Your goal =>
For the entries presented below, indicate the number of lines that include the word "query", adding nothing else.

Provided data =>
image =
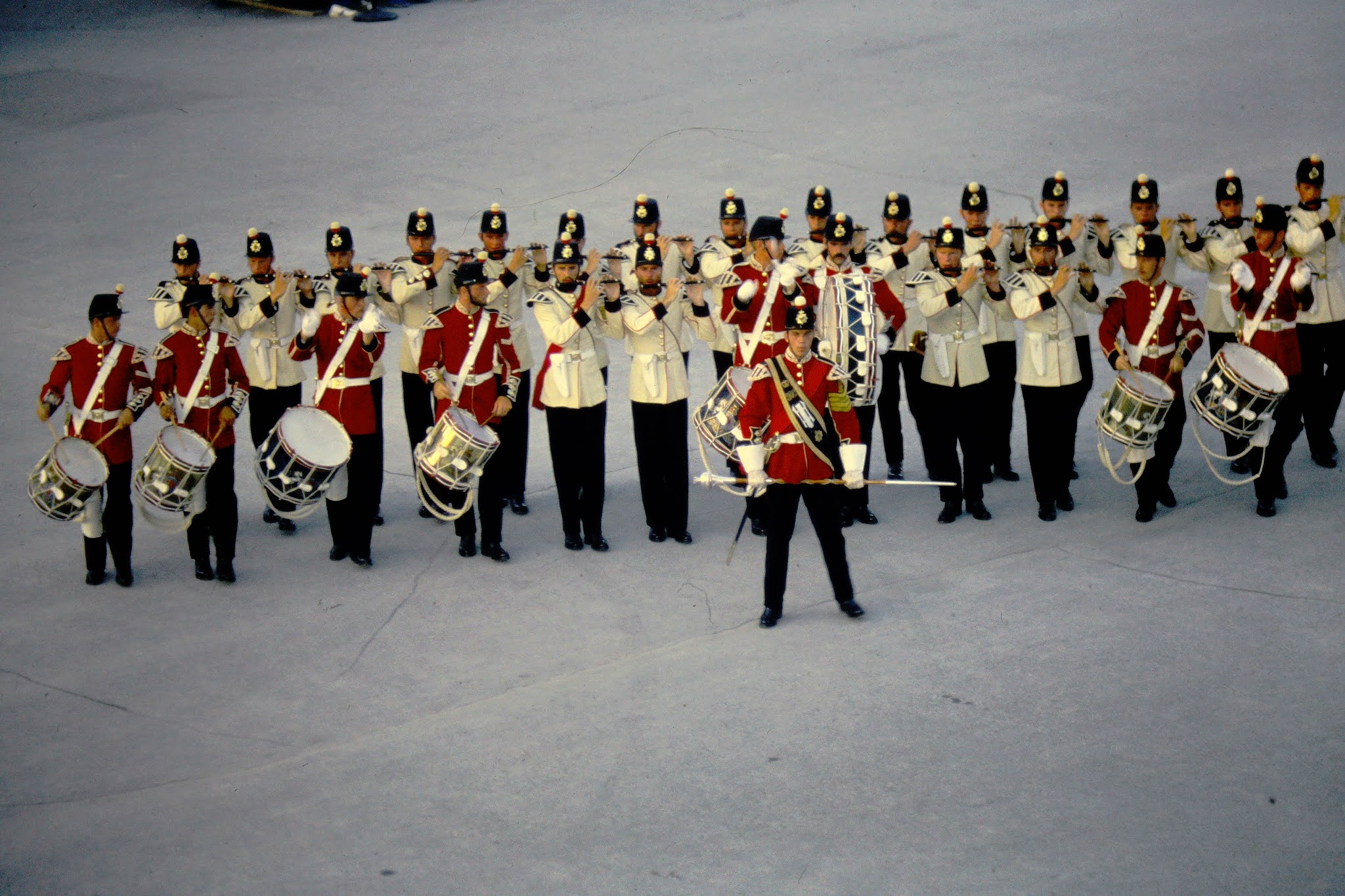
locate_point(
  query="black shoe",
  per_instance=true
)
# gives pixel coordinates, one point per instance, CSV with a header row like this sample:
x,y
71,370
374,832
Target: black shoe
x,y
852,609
--
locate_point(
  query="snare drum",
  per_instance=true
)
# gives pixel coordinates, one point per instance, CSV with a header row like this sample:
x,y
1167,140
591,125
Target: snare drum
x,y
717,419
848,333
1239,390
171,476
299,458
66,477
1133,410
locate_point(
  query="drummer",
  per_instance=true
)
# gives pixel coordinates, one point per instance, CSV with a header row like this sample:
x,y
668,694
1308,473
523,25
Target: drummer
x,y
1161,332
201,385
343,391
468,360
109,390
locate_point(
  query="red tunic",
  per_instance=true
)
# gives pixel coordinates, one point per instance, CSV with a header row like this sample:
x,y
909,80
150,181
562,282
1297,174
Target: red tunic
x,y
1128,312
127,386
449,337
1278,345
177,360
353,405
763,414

Task result =>
4